Exercise goal: Extract the lines of the listing below that run from the line containing "Note: for every instance of the evergreen" through the line containing "[[670, 714], [193, 607], [595, 599], [45, 526], [89, 529]]", both included, and reproduce them verbatim.

═════ Provided information

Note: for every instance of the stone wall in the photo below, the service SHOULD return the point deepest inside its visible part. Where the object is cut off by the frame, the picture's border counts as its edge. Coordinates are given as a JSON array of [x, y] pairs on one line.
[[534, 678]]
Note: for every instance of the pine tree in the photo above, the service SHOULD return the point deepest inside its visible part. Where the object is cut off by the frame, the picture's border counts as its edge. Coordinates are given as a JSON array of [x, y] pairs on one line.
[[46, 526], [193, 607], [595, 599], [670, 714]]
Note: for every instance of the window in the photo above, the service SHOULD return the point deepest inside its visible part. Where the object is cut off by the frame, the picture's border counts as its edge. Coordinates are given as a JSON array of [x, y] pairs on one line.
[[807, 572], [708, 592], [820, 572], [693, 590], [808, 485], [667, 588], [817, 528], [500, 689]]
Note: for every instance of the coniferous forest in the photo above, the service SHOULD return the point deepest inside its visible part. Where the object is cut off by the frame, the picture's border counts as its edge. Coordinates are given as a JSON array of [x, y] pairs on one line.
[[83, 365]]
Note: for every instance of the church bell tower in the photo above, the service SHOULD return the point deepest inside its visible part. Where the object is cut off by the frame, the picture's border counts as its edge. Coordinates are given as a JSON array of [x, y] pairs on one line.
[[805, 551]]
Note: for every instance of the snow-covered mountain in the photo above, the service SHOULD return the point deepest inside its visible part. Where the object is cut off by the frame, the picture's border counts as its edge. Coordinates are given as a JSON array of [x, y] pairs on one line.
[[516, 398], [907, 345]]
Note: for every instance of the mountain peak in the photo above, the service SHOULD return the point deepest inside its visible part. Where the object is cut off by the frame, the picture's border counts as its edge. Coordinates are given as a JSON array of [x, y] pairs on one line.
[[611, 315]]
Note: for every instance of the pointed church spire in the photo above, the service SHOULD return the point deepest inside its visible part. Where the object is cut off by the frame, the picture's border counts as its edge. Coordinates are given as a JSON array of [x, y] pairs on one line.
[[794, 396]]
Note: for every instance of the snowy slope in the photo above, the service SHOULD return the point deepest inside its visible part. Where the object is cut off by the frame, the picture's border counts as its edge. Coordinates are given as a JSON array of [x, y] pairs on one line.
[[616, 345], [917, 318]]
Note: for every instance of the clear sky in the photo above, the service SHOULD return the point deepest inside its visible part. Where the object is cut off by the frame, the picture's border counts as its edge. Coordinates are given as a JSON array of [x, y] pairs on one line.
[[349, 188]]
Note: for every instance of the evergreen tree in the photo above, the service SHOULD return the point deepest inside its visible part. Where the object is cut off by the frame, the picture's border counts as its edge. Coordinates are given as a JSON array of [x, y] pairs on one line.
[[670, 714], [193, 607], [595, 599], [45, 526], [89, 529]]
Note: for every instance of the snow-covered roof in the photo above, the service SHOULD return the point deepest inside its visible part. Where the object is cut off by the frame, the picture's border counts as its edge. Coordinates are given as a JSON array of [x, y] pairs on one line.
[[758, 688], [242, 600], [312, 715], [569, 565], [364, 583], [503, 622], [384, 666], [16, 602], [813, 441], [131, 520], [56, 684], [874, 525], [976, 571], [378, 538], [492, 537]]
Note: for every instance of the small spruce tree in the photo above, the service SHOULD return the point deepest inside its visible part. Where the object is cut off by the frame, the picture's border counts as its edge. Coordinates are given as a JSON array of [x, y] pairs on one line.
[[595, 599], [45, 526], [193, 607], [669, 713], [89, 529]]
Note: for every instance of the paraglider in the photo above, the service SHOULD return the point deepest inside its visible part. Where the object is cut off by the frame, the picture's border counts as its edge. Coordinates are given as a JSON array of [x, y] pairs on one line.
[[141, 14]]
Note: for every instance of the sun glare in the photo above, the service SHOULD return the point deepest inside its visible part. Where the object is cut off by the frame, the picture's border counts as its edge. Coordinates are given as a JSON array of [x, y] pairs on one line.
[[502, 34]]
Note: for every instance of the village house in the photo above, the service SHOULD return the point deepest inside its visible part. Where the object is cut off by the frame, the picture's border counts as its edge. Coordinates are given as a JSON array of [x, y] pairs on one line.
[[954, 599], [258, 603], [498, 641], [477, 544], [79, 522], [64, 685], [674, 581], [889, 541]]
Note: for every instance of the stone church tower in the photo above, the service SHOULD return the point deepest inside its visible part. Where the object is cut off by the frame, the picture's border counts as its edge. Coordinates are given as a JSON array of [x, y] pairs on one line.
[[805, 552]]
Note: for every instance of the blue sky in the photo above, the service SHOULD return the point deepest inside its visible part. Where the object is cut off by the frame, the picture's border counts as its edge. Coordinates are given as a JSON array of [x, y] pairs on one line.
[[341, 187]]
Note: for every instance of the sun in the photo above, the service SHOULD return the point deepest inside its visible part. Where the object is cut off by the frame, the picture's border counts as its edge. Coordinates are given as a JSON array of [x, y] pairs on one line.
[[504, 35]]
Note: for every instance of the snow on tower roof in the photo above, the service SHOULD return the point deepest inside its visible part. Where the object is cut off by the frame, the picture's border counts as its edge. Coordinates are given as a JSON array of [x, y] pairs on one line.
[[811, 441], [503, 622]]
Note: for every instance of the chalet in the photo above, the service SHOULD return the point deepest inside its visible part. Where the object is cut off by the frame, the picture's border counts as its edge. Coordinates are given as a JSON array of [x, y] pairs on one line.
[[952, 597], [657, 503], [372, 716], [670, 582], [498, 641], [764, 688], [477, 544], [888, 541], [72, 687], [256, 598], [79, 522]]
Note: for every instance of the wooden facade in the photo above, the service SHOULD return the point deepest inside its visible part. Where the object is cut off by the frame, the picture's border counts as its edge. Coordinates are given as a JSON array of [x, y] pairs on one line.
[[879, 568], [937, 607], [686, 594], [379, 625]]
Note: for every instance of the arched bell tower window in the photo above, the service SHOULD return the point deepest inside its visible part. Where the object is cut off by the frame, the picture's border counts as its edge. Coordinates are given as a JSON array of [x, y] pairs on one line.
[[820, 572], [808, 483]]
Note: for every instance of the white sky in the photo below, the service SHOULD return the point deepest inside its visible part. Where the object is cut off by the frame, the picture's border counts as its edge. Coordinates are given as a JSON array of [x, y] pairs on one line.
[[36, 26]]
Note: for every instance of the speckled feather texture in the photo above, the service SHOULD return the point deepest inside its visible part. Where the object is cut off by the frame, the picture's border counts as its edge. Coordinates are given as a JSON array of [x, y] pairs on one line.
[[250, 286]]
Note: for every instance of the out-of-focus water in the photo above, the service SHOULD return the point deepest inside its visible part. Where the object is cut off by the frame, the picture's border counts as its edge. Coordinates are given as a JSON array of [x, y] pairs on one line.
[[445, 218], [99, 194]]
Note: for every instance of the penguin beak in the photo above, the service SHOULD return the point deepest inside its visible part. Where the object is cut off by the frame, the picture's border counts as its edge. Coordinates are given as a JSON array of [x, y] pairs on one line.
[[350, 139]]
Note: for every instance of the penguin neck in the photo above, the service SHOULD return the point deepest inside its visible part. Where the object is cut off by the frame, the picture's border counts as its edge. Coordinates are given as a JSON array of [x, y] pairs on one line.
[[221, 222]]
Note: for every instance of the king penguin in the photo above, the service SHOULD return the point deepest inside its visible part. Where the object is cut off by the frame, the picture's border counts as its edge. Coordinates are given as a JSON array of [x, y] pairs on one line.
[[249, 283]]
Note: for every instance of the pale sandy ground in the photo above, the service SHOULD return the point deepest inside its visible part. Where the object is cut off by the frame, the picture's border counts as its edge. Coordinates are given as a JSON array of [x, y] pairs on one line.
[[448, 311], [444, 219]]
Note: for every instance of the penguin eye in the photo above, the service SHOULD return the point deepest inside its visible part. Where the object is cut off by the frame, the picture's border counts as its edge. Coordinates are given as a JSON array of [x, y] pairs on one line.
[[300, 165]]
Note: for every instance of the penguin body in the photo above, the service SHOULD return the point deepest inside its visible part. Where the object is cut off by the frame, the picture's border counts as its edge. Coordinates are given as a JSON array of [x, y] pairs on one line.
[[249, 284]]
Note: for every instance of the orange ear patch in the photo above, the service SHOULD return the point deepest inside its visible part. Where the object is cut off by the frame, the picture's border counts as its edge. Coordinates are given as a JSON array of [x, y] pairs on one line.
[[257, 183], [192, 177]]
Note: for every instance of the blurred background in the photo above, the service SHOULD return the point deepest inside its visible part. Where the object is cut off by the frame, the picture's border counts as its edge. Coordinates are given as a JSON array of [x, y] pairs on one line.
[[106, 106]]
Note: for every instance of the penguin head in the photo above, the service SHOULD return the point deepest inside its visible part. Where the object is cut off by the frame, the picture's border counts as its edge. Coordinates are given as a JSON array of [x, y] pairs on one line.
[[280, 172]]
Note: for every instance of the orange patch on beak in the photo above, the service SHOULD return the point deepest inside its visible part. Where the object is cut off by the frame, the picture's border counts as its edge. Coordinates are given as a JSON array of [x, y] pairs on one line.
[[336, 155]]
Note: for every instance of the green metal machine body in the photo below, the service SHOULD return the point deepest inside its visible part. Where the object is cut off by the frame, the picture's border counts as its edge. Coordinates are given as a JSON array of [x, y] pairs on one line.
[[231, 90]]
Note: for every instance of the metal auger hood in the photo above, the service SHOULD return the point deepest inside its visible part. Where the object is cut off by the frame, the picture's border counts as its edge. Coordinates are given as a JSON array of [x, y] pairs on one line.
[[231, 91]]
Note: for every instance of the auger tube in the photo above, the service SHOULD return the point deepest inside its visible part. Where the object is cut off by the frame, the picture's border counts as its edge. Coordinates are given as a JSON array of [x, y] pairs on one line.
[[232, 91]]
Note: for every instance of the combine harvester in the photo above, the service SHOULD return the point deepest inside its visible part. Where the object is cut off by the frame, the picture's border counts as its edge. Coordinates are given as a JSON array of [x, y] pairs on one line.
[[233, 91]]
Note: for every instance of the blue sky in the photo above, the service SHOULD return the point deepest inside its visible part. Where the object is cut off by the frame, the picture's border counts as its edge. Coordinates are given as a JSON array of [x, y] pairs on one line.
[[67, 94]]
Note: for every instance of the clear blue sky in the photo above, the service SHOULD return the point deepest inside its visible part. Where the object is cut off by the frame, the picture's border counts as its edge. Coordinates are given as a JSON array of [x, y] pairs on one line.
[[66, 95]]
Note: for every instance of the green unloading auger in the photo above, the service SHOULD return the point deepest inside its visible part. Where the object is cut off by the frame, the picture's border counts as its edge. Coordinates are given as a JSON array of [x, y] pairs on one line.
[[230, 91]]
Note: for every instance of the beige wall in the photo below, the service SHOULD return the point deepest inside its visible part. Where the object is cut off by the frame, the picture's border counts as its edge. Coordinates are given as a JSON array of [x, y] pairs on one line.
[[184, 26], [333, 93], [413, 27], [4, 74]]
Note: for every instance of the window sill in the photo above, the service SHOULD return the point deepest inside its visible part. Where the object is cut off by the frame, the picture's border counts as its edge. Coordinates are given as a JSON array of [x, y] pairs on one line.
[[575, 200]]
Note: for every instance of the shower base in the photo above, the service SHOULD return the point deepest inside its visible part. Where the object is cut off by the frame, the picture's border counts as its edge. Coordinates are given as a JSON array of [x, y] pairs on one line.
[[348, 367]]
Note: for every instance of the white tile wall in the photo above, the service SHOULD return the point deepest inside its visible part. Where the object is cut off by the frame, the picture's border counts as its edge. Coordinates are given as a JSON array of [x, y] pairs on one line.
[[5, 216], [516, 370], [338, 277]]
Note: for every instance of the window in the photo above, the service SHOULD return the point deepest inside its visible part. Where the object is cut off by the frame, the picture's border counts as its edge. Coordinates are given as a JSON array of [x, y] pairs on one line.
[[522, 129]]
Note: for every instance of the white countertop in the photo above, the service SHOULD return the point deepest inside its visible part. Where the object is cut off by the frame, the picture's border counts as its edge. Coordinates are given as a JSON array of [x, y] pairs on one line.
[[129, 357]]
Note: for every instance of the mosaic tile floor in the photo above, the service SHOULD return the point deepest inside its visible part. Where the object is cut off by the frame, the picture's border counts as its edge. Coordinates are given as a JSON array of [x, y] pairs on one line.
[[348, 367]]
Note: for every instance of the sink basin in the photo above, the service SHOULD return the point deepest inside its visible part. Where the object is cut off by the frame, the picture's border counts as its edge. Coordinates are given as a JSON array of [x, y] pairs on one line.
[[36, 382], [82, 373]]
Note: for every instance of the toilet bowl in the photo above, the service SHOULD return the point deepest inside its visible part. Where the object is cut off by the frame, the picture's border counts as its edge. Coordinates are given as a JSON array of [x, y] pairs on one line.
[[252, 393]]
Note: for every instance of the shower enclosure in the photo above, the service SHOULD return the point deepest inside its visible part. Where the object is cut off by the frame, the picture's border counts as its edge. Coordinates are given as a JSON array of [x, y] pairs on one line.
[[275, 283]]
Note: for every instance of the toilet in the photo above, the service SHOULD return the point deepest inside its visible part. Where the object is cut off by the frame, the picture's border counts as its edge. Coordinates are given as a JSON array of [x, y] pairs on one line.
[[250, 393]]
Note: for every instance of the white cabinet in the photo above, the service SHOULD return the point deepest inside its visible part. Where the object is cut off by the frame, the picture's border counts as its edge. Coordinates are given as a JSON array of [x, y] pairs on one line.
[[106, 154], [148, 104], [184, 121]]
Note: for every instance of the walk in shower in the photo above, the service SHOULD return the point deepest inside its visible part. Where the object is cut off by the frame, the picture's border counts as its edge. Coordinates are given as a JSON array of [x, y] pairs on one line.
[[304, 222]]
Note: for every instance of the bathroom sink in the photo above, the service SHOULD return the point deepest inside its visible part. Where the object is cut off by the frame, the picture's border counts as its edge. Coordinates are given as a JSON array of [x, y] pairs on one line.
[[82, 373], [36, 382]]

══════════

Task answer:
Note: for every instance of the evergreen tree in the photo above, the service SHOULD return the point deepest inside its visible part. Where the object is cut off by the frame, the picture's border counts as its edge. Coordinates are given as a JSON array of [x, y] pairs on one line.
[[670, 714], [193, 607], [595, 599], [45, 526], [89, 529]]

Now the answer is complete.